Yet another study has been published by the BMJ, purporting to link payments by manufacturers of pharmaceuticals to physicians, asserting that such payments are “associated with greater regional prescribing of marketed drugs among Medicare Part D beneficiaries.” The study, led by Dr. William Fleischman, concluded that “payments made to specialists and payments for speaker and consulting fees were predominantly associated with greater regional prescribing of marketed drugs than payments to non-specialists or payments for food and beverages, gifts, or educational materials.”
Importantly, the study also notes that “As a cross sectional, ecological study, we cannot prove causation between payments to physicians and increased prescribing” and that “Furthermore, our findings should be interpreted only at the regional level.” However, it is more likely than not that many anti-industry people will use this article as further ammo and “proof” that payments to physicians are detrimental to patients.
This study focused on oral anticoagulants, or blood thinners, and non-insulin drugs used to treat diabetes. The study found that when a pharmaceutical company spends $13 on a physician, that company will later see ninety-four additional days of prescriptions for brand-name anticoagulants and an additional 107 days of prescribing brand-name drugs to treat diabetes.

**Provided material:**

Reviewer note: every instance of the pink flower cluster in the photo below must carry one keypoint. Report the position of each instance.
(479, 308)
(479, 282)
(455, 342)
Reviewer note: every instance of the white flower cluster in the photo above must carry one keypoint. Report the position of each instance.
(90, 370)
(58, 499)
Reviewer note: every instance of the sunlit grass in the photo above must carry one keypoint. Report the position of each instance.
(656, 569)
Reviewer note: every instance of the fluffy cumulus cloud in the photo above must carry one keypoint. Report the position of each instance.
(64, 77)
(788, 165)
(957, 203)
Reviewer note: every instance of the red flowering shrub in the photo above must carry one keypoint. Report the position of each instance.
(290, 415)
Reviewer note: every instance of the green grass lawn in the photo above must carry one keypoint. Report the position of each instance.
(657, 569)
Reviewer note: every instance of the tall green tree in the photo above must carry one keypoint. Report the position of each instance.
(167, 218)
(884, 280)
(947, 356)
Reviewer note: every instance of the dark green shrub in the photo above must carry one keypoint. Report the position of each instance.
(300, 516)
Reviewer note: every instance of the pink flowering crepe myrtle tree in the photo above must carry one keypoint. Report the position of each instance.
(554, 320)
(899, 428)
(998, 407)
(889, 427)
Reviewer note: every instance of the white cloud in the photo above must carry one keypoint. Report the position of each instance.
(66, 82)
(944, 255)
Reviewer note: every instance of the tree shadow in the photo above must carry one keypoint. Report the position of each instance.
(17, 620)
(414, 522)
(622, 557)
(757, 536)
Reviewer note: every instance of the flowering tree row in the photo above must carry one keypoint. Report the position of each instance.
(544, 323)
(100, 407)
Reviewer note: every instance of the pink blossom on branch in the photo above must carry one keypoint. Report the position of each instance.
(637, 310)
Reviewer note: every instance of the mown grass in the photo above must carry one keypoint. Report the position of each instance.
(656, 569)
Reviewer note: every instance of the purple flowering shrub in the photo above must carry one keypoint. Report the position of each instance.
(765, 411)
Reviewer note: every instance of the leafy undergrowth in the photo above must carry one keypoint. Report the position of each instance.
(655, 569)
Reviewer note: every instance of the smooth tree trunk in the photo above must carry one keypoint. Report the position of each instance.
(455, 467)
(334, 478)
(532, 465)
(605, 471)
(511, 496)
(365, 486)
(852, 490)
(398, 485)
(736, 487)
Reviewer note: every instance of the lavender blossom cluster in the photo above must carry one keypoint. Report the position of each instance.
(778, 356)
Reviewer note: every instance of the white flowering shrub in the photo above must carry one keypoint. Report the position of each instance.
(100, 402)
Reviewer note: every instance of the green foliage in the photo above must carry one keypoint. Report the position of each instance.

**Exercise tasks:**
A – According to the text about drug-company payments to physicians, which two kinds of drugs did the study focus on?
B – Retype the part of the text about drug-company payments that begins with the words "Importantly, the study" and ends after the words "drugs to treat diabetes.".

**Responses:**
A – Oral anticoagulants (blood thinners) and non-insulin drugs used to treat diabetes.

B –
Importantly, the study also notes that “As a cross sectional, ecological study, we cannot prove causation between payments to physicians and increased prescribing” and that “Furthermore, our findings should be interpreted only at the regional level.” However, it is more likely than not that many anti-industry people will use this article as further ammo and “proof” that payments to physicians are detrimental to patients.
This study focused on oral anticoagulants, or blood thinners, and non-insulin drugs used to treat diabetes. The study found that when a pharmaceutical company spends $13 on a physician, that company will later see ninety-four additional days of prescriptions for brand-name anticoagulants and an additional 107 days of prescribing brand-name drugs to treat diabetes.